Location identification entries
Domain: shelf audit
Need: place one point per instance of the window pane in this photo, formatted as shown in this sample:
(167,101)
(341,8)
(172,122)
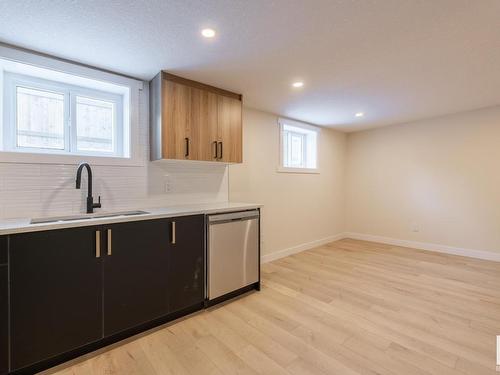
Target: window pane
(40,119)
(296,150)
(95,125)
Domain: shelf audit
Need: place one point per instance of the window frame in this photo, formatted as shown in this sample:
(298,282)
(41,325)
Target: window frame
(14,80)
(308,129)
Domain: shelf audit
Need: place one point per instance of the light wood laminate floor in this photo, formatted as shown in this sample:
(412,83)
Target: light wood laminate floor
(350,307)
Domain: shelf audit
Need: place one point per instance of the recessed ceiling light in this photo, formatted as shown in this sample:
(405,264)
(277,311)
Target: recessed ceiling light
(208,33)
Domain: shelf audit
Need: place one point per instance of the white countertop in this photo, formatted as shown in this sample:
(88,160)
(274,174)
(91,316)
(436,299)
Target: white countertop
(22,225)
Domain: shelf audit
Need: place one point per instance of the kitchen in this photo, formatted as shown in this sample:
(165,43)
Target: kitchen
(203,187)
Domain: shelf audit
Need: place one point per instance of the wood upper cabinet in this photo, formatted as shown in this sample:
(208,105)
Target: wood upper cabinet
(194,121)
(176,114)
(229,129)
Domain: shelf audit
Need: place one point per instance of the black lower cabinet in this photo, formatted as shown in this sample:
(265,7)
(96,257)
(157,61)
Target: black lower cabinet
(135,273)
(186,276)
(4,331)
(75,290)
(55,293)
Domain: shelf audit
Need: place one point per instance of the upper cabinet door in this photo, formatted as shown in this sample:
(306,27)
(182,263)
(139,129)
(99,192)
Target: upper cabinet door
(229,129)
(194,121)
(55,293)
(203,125)
(135,258)
(176,114)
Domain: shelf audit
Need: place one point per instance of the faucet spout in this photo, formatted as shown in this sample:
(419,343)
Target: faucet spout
(90,199)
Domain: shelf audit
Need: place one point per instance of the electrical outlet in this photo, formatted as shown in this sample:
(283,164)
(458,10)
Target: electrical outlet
(168,184)
(414,227)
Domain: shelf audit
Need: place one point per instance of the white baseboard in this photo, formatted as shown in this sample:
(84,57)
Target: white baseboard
(299,248)
(479,254)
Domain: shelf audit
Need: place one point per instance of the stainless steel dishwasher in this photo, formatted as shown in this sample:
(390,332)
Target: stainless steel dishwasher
(233,253)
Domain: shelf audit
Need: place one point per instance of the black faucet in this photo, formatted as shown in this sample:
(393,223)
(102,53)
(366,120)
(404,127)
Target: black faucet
(90,199)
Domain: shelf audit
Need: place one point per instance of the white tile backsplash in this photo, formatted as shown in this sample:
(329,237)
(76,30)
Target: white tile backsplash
(36,190)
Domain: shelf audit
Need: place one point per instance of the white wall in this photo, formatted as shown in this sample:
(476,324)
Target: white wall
(435,181)
(35,190)
(299,209)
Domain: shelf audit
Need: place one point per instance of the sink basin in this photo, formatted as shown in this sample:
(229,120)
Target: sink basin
(103,215)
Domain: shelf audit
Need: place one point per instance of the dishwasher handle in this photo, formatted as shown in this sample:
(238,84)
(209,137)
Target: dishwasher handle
(233,216)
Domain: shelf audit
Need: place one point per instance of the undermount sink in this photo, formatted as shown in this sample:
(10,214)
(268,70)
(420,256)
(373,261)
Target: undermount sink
(86,217)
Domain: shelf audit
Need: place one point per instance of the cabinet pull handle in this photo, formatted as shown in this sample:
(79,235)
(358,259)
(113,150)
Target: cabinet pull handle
(109,242)
(97,243)
(220,144)
(173,233)
(215,150)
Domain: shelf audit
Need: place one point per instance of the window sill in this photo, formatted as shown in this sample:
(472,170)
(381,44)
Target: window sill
(298,170)
(45,158)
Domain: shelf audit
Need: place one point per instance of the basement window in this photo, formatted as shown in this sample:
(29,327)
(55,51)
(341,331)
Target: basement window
(298,147)
(49,112)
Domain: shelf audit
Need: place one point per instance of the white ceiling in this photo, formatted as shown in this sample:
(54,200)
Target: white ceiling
(394,60)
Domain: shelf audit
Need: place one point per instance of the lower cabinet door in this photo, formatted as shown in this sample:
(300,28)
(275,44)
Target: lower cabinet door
(135,273)
(56,294)
(186,274)
(4,347)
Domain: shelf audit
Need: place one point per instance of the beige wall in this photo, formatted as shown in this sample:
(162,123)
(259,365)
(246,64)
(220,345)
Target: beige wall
(298,208)
(434,181)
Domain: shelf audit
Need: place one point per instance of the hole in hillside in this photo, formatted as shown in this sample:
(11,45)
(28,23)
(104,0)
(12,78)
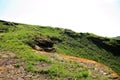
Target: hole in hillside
(41,44)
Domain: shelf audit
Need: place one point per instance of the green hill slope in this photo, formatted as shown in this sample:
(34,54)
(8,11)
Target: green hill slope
(22,39)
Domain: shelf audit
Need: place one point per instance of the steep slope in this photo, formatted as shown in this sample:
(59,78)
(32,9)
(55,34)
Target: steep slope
(21,39)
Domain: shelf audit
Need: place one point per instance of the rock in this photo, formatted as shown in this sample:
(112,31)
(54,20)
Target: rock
(38,48)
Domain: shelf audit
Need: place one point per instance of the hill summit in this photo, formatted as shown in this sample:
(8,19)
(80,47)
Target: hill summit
(43,52)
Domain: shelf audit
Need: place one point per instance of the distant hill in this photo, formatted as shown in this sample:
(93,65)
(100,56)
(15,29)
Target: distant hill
(22,40)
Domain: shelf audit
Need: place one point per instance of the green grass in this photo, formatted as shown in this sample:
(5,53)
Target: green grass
(14,38)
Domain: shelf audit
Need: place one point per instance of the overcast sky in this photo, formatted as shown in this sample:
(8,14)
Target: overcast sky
(101,17)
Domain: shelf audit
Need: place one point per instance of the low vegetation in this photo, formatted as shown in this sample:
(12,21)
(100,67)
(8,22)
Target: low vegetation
(20,39)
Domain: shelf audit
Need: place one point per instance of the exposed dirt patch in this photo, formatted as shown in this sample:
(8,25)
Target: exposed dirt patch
(93,66)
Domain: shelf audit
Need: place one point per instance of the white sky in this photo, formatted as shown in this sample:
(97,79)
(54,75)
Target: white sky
(101,17)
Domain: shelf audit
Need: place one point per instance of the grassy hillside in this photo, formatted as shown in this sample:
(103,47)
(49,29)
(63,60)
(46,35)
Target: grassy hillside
(22,39)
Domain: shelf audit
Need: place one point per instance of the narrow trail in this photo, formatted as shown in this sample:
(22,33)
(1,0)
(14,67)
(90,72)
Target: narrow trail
(98,66)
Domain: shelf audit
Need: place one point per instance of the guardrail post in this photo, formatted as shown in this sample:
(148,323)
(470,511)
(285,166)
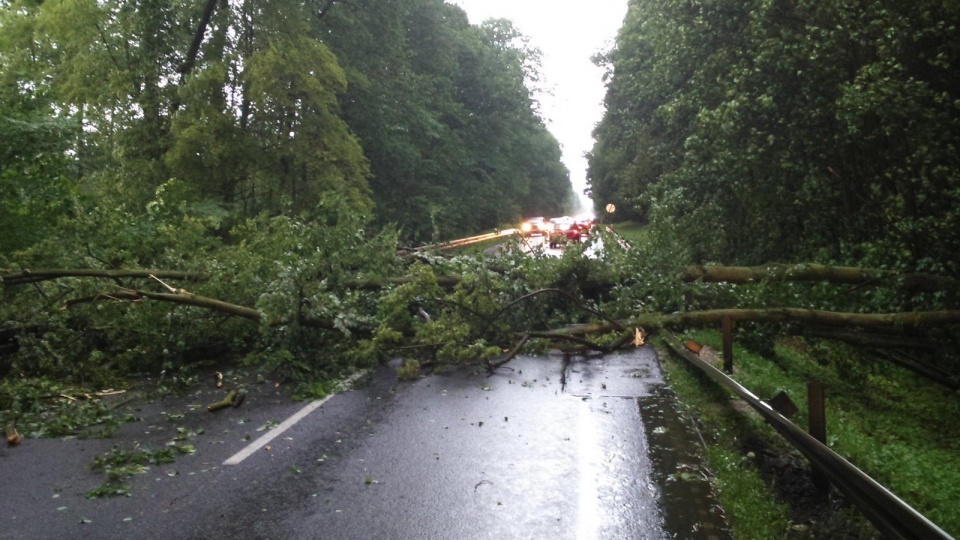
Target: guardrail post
(817,426)
(727,325)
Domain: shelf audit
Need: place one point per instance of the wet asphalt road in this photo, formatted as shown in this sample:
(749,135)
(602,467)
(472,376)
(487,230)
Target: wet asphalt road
(549,448)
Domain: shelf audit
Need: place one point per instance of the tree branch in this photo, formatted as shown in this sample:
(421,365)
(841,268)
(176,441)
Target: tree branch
(34,276)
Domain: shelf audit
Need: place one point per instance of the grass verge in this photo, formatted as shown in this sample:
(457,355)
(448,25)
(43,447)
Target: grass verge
(898,428)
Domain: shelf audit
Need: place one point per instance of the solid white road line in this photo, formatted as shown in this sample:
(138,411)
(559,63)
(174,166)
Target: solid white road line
(287,424)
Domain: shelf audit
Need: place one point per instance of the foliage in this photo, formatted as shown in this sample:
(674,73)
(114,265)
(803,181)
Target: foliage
(43,408)
(450,129)
(884,419)
(772,131)
(119,465)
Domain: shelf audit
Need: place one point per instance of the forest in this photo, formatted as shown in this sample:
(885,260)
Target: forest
(238,183)
(273,151)
(768,130)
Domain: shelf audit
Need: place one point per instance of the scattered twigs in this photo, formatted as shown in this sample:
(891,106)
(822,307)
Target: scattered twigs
(224,403)
(10,430)
(492,366)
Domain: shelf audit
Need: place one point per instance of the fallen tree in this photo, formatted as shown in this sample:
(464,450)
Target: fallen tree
(36,276)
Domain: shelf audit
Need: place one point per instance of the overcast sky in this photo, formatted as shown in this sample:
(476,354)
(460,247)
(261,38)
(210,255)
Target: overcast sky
(568,33)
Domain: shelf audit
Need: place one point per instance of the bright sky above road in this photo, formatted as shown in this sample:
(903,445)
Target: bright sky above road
(568,33)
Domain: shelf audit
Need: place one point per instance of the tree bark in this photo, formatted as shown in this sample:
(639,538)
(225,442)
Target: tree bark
(35,276)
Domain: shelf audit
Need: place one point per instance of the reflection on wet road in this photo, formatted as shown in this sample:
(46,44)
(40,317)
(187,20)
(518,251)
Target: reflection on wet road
(514,455)
(548,447)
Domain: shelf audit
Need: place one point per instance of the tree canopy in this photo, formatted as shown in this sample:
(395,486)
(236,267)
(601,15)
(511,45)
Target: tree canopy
(765,130)
(402,109)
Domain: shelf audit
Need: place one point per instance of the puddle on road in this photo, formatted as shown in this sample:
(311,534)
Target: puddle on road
(687,500)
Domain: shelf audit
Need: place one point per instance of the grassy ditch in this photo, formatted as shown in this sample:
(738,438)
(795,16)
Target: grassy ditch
(898,428)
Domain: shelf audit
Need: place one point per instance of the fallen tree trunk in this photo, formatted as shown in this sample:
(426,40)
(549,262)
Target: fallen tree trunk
(189,299)
(844,275)
(35,276)
(806,316)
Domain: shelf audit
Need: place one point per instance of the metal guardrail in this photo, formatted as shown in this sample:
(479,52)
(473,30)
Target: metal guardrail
(894,518)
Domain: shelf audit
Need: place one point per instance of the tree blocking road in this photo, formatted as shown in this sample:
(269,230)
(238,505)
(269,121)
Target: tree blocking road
(549,448)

◆ **Exercise prompt**
How many lines in the items above contain the string "recessed"? Treat case as significant and reply with the number only.

◆ **Response to this exercise**
2